■ **Reading text**:
Interviewer assessment results. We begin the analysis with a summary of the TEDS interviewer assessment results, as shown in Figure 1 (see the figure legend for more details about variable coding and meanings). It should be noted that TEDS includes both national and local surveys. On the one hand, the fluctuation of interviewer assessments over the years can be shown in one concise graph. On the other hand, it may not be appropriate to compare interviewer assessments of different surveys without considering the survey context. There are two findings worth mentioning.

ORJSBL_2019_v7n1_57_f0001.png 이미지

NOTES: (1) The uncooperativeness item is dichotomized as: 1 “uncooperative” = {“very uncooperative,” “fairly uncooperative,” “a little uncooperative”}, and 0, otherwise. The comprehension item as: 1 “didn’t understand” = {“didn’t understand a little,” “didn’t understand a fair amount,” “didn’t understand much at all”}, and 0, otherwise. The untrustworthiness item as: 1 ‘untrustworthy’ = {“most are untrustworthy,” “some are untrustworthy”}, and 0, otherwise. (2) Numbers in the figure are percentages. For example, in TEDS2002C-TP, 3.5% of respondents are marked by their interviewers as uncooperative. (3) In each panel, the rightmost number (with the grey background) is the average percentage over all TEDS.

Figure 1. Interviewer Assessment in TEDS

The first is that of the three issues noted by interviewers, that is, comprehension of survey questions, cooperation of respondents, and trustworthiness of respondents, comprehension seems to be the most urgent issue for TEDS to address. The proportion of respondents flagged as not understanding the questions is three times as large as the proportion of respondents flagged as uncooperative. Although untrustworthy respondents appeared to be as significant of an issue as comprehension in early TEDS, the situation has changed since 2013. The proportion of respondents whose answers are considered untrustworthy has deceased and has remained at comparatively low levels, whereas the proportion of respondents with comprehension difficulties has remained relatively high and variable.

The second noteworthy finding concerns the two surveys for Yun-lin County: TEDS 2005M-YL and 2009M-YL. These two surveys interviewed different respondents by different interviewers using different questionnaires for different magistrate elections in different years and contexts. Despite these differences, the two surveys have one similar finding– they have the worst interviewer assessments. The assessments from TEDS 2009M-YL are slightly better than TEDS 2005M-YL, but worse than the other 23 surveys. Certainly, this may be just a coincidence, but if TEDS is planning to conduct another survey for the Yun-lin Country magistrate election, the TEDS team should give more thought to this problem.

■ **Written task A**: Rewrite the rows from the line containing "Target = front wheel" through the line containing "[(208, 118)]", both included, as a Markdown table with the columns Line and Content, numbering each line and leaving out blank lines.

■ **The data**:
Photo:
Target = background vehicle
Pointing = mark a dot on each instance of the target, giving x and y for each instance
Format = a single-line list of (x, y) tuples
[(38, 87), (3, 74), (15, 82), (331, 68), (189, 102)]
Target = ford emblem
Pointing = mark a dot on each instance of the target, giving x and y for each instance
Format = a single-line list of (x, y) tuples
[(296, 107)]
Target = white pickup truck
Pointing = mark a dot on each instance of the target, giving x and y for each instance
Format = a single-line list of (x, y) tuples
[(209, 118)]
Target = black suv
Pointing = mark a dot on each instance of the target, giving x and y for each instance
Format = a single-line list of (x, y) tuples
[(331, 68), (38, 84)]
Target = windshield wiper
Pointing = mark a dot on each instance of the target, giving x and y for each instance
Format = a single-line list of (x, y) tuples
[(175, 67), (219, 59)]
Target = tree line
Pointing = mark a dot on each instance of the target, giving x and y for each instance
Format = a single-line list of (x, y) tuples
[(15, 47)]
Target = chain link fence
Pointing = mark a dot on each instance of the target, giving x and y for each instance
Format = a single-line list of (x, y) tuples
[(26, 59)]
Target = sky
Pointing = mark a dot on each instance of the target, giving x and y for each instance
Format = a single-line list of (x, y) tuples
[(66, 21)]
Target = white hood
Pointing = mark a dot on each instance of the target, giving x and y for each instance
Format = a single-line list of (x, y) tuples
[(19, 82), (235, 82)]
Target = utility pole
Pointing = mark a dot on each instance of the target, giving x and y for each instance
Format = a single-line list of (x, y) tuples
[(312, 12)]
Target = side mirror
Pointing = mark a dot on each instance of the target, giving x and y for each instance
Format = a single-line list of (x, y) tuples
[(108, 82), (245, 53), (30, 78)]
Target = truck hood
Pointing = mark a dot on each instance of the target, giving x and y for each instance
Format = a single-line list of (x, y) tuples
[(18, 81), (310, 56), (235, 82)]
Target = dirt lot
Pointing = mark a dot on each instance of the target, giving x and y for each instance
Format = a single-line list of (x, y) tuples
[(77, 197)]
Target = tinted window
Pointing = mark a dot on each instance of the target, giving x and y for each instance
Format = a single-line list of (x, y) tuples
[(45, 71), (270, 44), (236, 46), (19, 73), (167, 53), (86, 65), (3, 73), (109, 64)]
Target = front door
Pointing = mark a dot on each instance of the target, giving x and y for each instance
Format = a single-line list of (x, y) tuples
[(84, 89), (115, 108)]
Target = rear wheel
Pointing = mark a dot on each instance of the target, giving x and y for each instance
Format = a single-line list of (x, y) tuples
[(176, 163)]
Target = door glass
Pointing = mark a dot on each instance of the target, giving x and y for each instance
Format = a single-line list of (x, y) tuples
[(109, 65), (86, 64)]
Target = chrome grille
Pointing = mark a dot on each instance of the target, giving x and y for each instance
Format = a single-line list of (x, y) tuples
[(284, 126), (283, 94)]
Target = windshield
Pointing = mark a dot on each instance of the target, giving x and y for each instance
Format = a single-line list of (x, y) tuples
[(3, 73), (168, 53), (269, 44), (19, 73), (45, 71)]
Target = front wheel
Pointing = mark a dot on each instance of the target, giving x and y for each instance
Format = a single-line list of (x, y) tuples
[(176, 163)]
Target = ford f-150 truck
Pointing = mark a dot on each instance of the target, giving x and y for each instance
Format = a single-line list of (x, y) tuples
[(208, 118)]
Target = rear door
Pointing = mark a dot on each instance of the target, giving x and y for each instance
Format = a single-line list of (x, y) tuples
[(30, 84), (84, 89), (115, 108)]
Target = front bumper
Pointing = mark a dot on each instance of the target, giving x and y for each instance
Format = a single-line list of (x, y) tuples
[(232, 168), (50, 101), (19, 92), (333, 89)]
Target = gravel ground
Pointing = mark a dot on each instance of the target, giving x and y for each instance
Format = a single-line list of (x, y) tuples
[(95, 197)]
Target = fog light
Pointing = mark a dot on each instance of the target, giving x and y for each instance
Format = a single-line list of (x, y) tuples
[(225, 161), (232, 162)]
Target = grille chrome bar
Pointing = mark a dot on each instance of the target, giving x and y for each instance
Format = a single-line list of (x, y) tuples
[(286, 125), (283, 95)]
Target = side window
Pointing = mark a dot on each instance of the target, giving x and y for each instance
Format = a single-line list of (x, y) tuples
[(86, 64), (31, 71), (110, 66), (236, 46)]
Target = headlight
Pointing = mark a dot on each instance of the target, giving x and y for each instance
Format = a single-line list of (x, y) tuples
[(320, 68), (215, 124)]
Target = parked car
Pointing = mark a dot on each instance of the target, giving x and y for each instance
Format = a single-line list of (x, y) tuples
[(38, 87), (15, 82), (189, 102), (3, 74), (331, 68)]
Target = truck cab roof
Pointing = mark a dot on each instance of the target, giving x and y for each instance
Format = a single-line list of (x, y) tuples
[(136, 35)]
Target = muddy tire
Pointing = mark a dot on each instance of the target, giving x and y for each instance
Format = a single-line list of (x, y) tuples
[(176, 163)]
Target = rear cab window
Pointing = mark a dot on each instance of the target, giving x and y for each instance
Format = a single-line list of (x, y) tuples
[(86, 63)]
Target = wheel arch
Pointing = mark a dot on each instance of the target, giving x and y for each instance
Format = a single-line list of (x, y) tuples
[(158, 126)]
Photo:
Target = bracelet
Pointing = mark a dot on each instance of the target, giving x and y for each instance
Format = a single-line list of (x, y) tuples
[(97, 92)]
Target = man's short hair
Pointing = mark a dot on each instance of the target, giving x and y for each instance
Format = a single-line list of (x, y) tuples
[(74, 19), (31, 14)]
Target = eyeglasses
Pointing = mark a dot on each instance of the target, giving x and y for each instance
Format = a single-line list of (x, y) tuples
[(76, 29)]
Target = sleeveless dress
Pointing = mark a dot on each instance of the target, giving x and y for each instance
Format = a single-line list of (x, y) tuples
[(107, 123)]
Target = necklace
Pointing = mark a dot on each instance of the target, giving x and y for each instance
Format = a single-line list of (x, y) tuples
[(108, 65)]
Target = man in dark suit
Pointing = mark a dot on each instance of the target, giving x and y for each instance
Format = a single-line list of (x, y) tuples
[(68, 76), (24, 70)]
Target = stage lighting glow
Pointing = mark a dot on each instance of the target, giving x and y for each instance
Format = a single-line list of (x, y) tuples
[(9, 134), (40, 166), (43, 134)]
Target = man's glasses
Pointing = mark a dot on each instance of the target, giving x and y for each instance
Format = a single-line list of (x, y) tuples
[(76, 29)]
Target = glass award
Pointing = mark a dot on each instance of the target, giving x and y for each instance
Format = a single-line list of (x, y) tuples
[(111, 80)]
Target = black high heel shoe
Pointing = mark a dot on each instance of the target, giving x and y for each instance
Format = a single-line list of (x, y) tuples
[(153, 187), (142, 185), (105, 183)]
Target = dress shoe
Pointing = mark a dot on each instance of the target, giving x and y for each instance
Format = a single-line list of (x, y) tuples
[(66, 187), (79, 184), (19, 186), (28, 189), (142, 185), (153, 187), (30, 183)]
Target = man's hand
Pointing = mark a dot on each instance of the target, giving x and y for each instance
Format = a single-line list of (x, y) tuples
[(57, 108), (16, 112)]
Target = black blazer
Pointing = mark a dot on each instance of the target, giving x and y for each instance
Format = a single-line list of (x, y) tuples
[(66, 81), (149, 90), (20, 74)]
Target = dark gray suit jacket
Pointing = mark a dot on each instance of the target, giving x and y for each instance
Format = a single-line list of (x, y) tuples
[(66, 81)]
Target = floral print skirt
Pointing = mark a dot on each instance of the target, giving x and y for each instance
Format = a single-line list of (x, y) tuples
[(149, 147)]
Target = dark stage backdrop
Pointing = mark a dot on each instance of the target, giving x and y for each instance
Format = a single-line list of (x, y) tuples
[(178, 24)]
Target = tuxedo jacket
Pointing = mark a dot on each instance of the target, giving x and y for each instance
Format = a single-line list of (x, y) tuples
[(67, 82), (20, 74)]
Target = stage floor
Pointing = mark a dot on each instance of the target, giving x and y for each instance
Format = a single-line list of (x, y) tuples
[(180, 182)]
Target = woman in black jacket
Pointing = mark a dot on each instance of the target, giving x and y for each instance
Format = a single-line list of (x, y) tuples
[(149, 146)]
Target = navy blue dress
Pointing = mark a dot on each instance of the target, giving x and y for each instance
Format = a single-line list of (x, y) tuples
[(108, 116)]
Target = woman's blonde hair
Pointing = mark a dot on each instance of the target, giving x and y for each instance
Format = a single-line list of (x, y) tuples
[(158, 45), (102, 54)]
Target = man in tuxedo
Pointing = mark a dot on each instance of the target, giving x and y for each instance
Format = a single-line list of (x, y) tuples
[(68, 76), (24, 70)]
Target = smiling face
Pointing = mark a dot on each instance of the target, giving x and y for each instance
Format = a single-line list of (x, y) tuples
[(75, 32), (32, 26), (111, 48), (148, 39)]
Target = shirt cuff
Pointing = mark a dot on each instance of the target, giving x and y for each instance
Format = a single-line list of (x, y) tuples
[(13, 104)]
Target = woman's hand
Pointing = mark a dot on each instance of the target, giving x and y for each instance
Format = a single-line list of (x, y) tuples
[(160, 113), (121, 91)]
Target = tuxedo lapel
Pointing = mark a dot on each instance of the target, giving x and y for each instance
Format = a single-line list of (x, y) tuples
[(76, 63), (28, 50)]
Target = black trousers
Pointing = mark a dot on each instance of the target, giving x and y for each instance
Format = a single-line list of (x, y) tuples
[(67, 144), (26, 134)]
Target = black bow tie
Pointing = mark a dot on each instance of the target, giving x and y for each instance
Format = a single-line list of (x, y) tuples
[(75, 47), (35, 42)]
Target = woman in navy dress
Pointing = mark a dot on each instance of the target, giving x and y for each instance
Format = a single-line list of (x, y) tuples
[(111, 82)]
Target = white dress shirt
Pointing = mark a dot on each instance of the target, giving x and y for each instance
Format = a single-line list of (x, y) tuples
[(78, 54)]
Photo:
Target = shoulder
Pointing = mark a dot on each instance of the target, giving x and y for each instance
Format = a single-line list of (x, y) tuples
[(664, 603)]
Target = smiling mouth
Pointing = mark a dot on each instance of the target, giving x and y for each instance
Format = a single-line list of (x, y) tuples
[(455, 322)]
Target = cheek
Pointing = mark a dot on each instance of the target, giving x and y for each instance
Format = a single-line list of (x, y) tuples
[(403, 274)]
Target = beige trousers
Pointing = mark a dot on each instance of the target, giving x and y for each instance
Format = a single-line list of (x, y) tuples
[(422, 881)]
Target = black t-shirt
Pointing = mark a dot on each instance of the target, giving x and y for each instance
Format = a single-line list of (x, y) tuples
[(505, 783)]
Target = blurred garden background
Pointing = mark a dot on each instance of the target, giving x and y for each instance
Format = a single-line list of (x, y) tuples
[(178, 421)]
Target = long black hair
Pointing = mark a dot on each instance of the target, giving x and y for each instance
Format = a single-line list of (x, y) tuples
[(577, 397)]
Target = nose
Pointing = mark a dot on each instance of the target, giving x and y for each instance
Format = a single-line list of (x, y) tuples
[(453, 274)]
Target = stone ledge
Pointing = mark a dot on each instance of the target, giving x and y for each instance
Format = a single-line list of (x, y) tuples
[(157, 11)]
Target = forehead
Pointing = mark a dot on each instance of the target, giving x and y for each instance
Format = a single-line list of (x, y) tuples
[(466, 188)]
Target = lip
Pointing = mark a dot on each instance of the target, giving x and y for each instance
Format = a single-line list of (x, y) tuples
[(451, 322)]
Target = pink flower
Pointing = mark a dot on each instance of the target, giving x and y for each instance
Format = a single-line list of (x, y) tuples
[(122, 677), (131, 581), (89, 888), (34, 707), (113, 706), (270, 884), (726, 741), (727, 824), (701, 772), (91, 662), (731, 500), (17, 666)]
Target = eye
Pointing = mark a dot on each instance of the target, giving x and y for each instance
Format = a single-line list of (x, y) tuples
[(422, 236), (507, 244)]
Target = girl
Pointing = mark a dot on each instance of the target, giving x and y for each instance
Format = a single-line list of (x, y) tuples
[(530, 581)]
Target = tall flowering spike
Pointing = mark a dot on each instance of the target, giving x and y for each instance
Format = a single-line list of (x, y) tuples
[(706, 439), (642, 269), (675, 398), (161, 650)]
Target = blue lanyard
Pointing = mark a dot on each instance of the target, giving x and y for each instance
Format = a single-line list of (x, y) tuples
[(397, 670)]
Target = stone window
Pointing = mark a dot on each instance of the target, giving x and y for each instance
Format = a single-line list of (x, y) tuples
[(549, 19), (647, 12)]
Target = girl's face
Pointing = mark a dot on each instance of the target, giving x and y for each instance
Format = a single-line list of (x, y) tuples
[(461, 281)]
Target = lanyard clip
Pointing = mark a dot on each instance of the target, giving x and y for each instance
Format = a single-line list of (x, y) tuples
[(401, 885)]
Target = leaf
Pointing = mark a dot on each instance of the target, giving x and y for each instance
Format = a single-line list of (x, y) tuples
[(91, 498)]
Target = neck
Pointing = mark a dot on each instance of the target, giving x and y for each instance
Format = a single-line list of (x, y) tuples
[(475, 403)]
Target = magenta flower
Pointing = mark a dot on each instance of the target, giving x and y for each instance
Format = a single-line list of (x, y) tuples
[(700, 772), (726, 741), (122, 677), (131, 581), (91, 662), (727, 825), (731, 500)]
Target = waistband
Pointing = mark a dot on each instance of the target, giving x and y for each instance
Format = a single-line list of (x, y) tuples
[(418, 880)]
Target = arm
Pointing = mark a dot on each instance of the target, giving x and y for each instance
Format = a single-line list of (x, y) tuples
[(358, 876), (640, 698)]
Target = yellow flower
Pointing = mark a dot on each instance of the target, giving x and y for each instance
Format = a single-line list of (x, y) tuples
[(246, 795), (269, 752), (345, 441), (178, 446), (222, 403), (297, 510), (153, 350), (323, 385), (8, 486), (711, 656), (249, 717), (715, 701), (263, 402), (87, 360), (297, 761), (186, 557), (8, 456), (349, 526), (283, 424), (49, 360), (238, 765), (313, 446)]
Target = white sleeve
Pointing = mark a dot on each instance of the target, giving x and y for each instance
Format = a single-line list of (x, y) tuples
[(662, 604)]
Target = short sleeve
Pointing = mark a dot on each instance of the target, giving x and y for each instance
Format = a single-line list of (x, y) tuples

■ **Written task B**: Decide whether each statement agrees with the interviewer assessment passage, answering yes or no and quoting the deciding words: (i) comprehension is presented as the most urgent issue for TEDS; (ii) respondents flagged as not understanding the questions are twice as numerous as those flagged as uncooperative; (iii) TEDS 2009M-YL received better assessments than TEDS 2005M-YL.

■ **Right answer A**:
| Line | Content |
|---|---|
| 1 | Target = front wheel |
| 2 | Pointing = mark a dot on each instance of the target, giving x and y for each instance |
| 3 | Format = a single-line list of (x, y) tuples |
| 4 | [(176, 163)] |
| 5 | Target = ford f-150 truck |
| 6 | Pointing = mark a dot on each instance of the target, giving x and y for each instance |
| 7 | Format = a single-line list of (x, y) tuples |
| 8 | [(208, 118)] |

■ **Right answer B**:
(i) Yes: "comprehension seems to be the most urgent issue for TEDS to address"
(ii) No: "three times as large as the proportion of respondents flagged as uncooperative"
(iii) Yes: "The assessments from TEDS 2009M-YL are slightly better than TEDS 2005M-YL"